Exercise: Take the line that contains "Locates the green" and all lines after it, up to and including the last line of the data, and write them out exactly; nothing else belongs in the answer.

-- Entries provided follows --

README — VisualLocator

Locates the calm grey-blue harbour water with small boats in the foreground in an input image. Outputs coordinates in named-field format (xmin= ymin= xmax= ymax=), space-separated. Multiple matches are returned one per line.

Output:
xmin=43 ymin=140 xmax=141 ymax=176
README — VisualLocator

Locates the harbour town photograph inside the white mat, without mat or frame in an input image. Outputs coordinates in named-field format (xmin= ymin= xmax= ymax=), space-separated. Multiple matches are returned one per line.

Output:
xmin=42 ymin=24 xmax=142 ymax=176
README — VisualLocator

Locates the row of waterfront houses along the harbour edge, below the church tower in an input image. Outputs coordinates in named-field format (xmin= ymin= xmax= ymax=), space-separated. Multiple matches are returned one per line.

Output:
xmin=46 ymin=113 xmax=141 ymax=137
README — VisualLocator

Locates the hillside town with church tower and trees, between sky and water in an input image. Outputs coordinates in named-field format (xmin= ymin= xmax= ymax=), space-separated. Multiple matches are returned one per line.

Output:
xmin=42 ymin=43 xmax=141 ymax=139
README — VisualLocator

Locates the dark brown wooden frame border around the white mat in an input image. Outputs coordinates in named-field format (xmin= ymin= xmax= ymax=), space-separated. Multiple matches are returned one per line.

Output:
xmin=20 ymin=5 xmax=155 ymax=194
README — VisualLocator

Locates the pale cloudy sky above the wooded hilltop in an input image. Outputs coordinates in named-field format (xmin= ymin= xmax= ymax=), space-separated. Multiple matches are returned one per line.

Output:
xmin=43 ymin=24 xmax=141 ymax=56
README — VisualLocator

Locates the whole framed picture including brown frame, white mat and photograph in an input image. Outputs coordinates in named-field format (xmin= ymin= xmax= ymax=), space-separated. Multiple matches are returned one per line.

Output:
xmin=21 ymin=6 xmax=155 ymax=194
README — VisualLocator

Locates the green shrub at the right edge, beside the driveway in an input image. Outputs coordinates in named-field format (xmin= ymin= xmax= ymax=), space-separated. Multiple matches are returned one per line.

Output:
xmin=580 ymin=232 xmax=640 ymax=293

-- Entries provided concluded --

Output for this exercise:
Locates the green shrub at the right edge, beside the driveway in an input image. Outputs coordinates in named-field format (xmin= ymin= xmax= ymax=), space-separated. Multiple matches are returned one per line.

Output:
xmin=580 ymin=232 xmax=640 ymax=293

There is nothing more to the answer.